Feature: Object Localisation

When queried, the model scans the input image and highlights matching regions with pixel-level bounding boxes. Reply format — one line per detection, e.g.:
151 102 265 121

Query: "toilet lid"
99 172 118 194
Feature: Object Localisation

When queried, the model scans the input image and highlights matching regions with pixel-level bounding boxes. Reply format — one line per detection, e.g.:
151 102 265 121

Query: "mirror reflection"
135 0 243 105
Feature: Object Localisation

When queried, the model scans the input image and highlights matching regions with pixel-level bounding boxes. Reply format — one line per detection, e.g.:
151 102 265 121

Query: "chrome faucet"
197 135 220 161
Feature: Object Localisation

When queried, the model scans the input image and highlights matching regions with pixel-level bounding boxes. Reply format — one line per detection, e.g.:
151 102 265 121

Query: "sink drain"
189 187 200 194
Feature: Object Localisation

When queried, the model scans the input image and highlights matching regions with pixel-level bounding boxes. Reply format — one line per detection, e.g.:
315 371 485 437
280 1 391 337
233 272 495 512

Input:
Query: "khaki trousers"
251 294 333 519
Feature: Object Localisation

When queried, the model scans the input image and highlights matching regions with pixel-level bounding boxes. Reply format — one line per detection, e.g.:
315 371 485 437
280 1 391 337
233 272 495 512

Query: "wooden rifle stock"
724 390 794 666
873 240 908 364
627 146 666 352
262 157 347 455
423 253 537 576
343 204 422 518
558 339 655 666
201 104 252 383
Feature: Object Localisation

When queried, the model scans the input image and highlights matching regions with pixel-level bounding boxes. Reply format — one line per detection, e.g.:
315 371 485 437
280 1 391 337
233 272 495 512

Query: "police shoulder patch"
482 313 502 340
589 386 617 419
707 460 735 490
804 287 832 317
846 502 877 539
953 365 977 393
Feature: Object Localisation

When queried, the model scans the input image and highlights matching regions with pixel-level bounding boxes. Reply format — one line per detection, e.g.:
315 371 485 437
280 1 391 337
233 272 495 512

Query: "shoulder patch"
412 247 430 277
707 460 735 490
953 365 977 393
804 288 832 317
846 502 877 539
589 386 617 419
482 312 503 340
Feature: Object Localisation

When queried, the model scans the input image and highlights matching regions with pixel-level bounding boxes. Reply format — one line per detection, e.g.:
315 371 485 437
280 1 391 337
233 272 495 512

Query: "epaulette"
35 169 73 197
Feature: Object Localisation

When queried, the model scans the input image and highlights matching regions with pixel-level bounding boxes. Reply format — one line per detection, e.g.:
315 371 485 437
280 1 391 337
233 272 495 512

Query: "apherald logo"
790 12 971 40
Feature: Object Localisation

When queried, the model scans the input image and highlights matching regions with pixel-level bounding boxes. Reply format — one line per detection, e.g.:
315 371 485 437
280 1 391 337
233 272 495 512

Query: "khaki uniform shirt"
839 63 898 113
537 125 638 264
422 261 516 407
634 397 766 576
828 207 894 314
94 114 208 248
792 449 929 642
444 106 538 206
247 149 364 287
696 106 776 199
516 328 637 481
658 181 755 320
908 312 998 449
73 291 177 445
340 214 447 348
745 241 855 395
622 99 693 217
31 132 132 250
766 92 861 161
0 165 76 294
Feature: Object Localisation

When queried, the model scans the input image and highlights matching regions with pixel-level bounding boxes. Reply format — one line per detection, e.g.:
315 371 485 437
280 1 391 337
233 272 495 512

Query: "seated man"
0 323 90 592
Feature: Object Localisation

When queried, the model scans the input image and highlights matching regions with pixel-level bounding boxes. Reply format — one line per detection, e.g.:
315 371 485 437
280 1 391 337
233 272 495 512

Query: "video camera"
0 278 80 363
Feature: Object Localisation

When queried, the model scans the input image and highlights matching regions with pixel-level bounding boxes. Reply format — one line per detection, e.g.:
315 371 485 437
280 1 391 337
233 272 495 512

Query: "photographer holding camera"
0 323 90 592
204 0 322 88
************
Please pull out all of the rows above verbatim, line by line, changing nothing.

Feature: Object Localisation

When queried, the model scans the input image and highlights matching regions with pixel-level bounding boxes. Reply format — one line per detection, e.g.:
151 102 265 121

Query: "toilet lid"
99 172 118 194
Feature: Object Localisation

When queried, the model scans the input image and highlights matching regions with pixel-level bounding boxes. Reply format — one line per detection, e.g.:
151 102 265 121

Query: "mirror reflection"
135 0 243 105
Feature: Object Localisation

When queried, the model scans the input image and highlights matching regions with pixel-level bounding boxes. Reply format — one line per detection, e.g.:
151 102 265 121

Query: "chrome faucet"
197 135 220 161
Feature: Object Localisation

When queried, the model scans the input image and highlights matching regions with pixel-level bounding boxes. Reply format — one line per detection, e.g.:
151 102 265 121

Query: "sink drain"
189 187 200 194
Feature: Object Localisation

When queried, the model scans the input image and highlights matching regions with pixel-level bounding boxes. Reply format — one line per detection, e.g.:
315 371 485 437
280 1 391 337
233 272 495 512

Input:
Query: "khaki trousers"
251 294 333 519
Feature: Object Localisation

When queried, the model scans the input image and highlights matching regions with pixel-level bounding boxes. Reply format — one line per detection, e.g.:
315 371 485 437
280 1 391 337
233 272 495 512

Query: "wooden rifle stock"
724 390 794 666
873 240 908 364
627 146 666 352
262 157 347 455
423 253 537 576
343 204 422 518
558 339 655 666
201 104 252 383
Feature: Object Localisation

When queried, the model scans the input image and highlights matching regions with pixel-level bounding boxes. Reply format — one line per detection, e.g.:
315 371 485 437
280 1 391 337
233 272 495 512

Query: "police shoulder patch"
482 313 502 340
589 386 617 419
707 460 735 490
804 287 832 317
846 502 877 539
953 365 977 393
Feature: Object Localisation

When queried, the model scans the input image and highlights matching regions with pixel-level bounding boxes. Reply format — one line per detection, e.g.:
315 371 485 437
280 1 391 337
233 272 495 512

Query: "shoulder patch"
412 247 430 277
707 460 735 490
953 365 977 393
804 288 832 317
846 502 877 539
589 386 617 419
482 312 503 340
Feature: Object Localisation

When queried, the model scans the input image and highlights matching regions with pixel-level bounding boxes. Reply format — one line per detection, e.g.:
315 371 485 437
280 1 391 337
233 272 495 512

Query: "epaulette"
35 169 73 197
Feature: Object Localisation

When queried, the model scans the input image and highlights matching regions with pixel-level bounding boxes. Reply format — one line per detection, e.g.:
315 371 485 437
280 1 391 337
233 272 495 512

Query: "apherald logo"
790 12 971 40
Feature: Object Localisation

When queried, the model scans the input image and highlights matching regions with pixel-level bounding boxes. Reply format — one line per detection, e.g.:
315 371 485 437
280 1 391 337
233 272 495 512

Query: "khaki uniform shirt"
839 63 898 113
537 125 638 264
422 261 516 407
634 397 766 576
828 207 894 314
94 114 208 248
792 449 929 642
444 106 538 206
247 149 364 287
696 106 776 199
516 328 637 481
658 181 755 320
908 312 998 449
73 291 177 445
340 214 447 348
745 241 855 395
622 99 693 217
31 132 132 250
766 92 861 161
0 165 76 294
Feature: Object Localisation

When queried, the model scans the input image and highlights matching regions with pixel-level bounding boxes. Reply format — one line per detection, e.g.:
315 371 485 437
280 1 391 337
233 272 495 512

Query: "seated man"
0 323 90 592
Feature: Object Localisation

When queried, the model scans the input image and highlights matching regions with pixel-level bounding boxes. Reply format — one line per detection, e.g.:
315 371 485 437
280 1 391 337
233 272 495 512

Query: "video camera"
0 278 80 363
Feature: Object Localisation

When queried, the model scans the input image and highlights matching regions with pixel-level bounding boxes. Reply format — one line per detection, e.g.:
315 371 485 437
280 1 391 337
233 272 495 512

Query: "photographer holding camera"
0 323 90 592
204 0 322 88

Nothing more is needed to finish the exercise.